** EXERCISE PROMPT **
In the comment thread on college athletics below, decide whether each statement agrees with it: (a) one commenter says university sports teams in Europe are social clubs for ordinary students; (b) the first comment holds that most Division 1 athletic programs are genuinely profitable; (c) a commenter estimated lectures at roughly $100 each from per-credit-hour charges. For each, answer yes or no and quote the deciding words.

** EXCERPTED PASSAGE **
## start

The "coaches bring in more money" argument is the ENTIRE FUCKING PROBLEM.

Not in the least because the argument may be entirely false. It is my understanding that even within Div 1 schools, athletics is subsidized by the universities, not the other way around. In other words, even with the TV and ad revenues and ticket sales, the costs of the programs exceed their income. But, over the decades it has been traditional for athletic directors to claim university subsidies as athletic dept. income, thus grossly inflating their value. As a result, there are only a handful of programs nationwide that are genuinely profitable, while all of them claim to be profitable. The Chronicle had a large article on this not too long ago.

The one factor that is difficult to calculate is the effect of a successful sports program on enrollment and extramural funding. However, my impression is that donors that give because of sports programs tend to give to sports programs via earmarking their donations.

Even if we accept the capitalist argument that they make money for the university, (a completely fallacious argument for a public university and questionable for a private one) there are serious ethical dilemmas, mainly as a consequence of the amount of money that passes through the program regardless of the source.

#63

Posted by: Sam C | October 21, 2008 11:34 AM

Do any other countries have the bizarre set-up for sports that the USA has?

In Europe, universities and colleges have sports teams, but these are social clubs for ordinary students to play games, not a breeding ground for professional leagues.

If a lad or lass is good at sport and wants to have a go at becoming a professional, s/he joins a local club or the development side of a professional team. It's completely separate from the national education system.

Surely that's the issue? Why the crazy mixture of highly-paid professional sport and under-paid education at one institution?

#64

Posted by: Rev. BigDumbChimp, KoT, OM | October 21, 2008 11:37 AM

They're contributing to knowledge, society, and civilization. A bunch of self-righteous liberal alumni ought to appreciate that, or did you forget that supposedly the colleges are turning out enlightened people (easy mistake, I know)?

But hell, the gladiators bring in revenue. Screw improvement, we'll stoke our thirst for power over others.

Actually Glen I was referring to if the football players aren't actually generating positive revenue.

I know the benefit of the non athletes.

#65

Posted by: Rob | October 21, 2008 11:40 AM

@Pablo:

Way back when I went to undergrad, I calculated that lectures were on the order of $100 each at my school, based on what they were charging per credit hour.


#66

Posted by: Brad D | October 21, 2008 11:49 AM

I'm sure this is how things have been for a very long time. I know my profs were grumbling about it in the mid 90's.

Funny how I never shared any science/math/music/literature/etc. classes with football players. They must have all been remedial general ed. majors. I'm sure there are exceptions, but I never saw them (the kicker doesn't count).

## end

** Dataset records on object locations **
## start

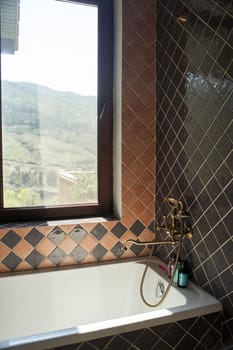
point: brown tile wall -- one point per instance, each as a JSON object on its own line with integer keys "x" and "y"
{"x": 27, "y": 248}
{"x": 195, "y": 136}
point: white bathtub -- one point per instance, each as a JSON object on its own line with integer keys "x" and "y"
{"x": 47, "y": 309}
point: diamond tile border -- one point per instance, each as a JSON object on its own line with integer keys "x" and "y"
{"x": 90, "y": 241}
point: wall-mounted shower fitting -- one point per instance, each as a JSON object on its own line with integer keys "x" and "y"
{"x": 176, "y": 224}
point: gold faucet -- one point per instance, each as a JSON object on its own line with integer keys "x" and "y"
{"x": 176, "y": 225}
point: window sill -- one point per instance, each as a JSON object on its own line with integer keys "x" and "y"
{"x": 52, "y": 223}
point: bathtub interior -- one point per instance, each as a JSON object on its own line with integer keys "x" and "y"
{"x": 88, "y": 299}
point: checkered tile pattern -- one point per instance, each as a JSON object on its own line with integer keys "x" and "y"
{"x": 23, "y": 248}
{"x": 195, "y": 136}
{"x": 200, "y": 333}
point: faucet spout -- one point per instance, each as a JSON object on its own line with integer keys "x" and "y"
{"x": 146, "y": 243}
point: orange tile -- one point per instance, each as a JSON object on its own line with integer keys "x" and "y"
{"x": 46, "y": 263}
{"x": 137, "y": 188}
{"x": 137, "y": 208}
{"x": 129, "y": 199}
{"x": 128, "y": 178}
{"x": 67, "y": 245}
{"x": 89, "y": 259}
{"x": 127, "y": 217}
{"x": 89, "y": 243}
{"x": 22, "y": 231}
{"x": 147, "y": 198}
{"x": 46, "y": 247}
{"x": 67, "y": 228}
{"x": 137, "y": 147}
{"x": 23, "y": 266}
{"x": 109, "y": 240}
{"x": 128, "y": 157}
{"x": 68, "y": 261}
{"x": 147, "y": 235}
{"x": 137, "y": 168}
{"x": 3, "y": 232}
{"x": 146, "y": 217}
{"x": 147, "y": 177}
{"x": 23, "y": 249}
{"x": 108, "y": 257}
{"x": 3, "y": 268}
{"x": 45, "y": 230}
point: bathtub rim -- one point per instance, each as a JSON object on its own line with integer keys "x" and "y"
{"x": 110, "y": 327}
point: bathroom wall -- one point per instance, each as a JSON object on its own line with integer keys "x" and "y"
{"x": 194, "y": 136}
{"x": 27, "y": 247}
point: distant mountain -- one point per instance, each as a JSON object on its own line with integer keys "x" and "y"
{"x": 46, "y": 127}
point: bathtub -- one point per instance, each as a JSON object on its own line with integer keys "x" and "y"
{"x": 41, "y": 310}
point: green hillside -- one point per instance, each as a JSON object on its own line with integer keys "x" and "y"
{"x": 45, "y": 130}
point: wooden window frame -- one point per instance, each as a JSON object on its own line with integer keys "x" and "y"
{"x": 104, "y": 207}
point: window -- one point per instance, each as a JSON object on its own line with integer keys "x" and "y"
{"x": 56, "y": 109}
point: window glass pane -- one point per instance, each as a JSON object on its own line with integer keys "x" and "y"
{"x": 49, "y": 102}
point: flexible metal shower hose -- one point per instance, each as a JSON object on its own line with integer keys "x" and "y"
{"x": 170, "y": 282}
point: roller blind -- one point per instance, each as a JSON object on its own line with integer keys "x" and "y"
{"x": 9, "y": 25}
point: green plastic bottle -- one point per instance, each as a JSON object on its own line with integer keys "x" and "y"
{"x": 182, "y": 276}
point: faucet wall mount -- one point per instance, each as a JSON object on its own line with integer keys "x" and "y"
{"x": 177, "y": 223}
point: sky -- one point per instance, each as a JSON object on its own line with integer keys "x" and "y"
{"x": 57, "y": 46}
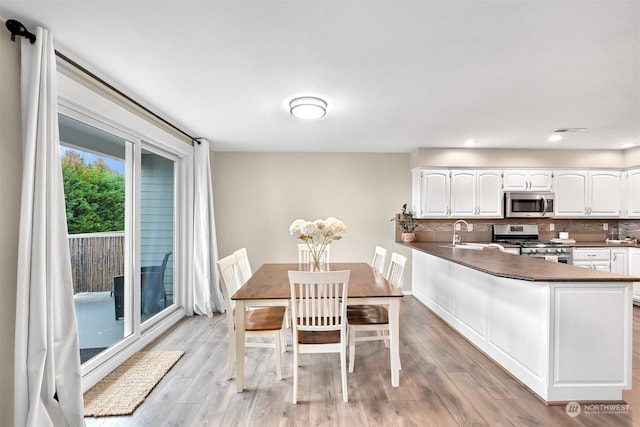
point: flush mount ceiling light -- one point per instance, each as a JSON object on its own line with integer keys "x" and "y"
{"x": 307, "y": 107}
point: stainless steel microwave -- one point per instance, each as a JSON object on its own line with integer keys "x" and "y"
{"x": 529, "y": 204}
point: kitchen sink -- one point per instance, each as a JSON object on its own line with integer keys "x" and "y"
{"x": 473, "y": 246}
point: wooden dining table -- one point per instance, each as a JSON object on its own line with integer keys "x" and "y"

## end

** RESULT **
(a) Yes: "In Europe, universities and colleges have sports teams, but these are social clubs for ordinary students to play games, not a breeding ground for professional leagues."
(b) No: "there are only a handful of programs nationwide that are genuinely profitable, while all of them claim to be profitable."
(c) Yes: "I calculated that lectures were on the order of $100 each at my school, based on what they were charging per credit hour."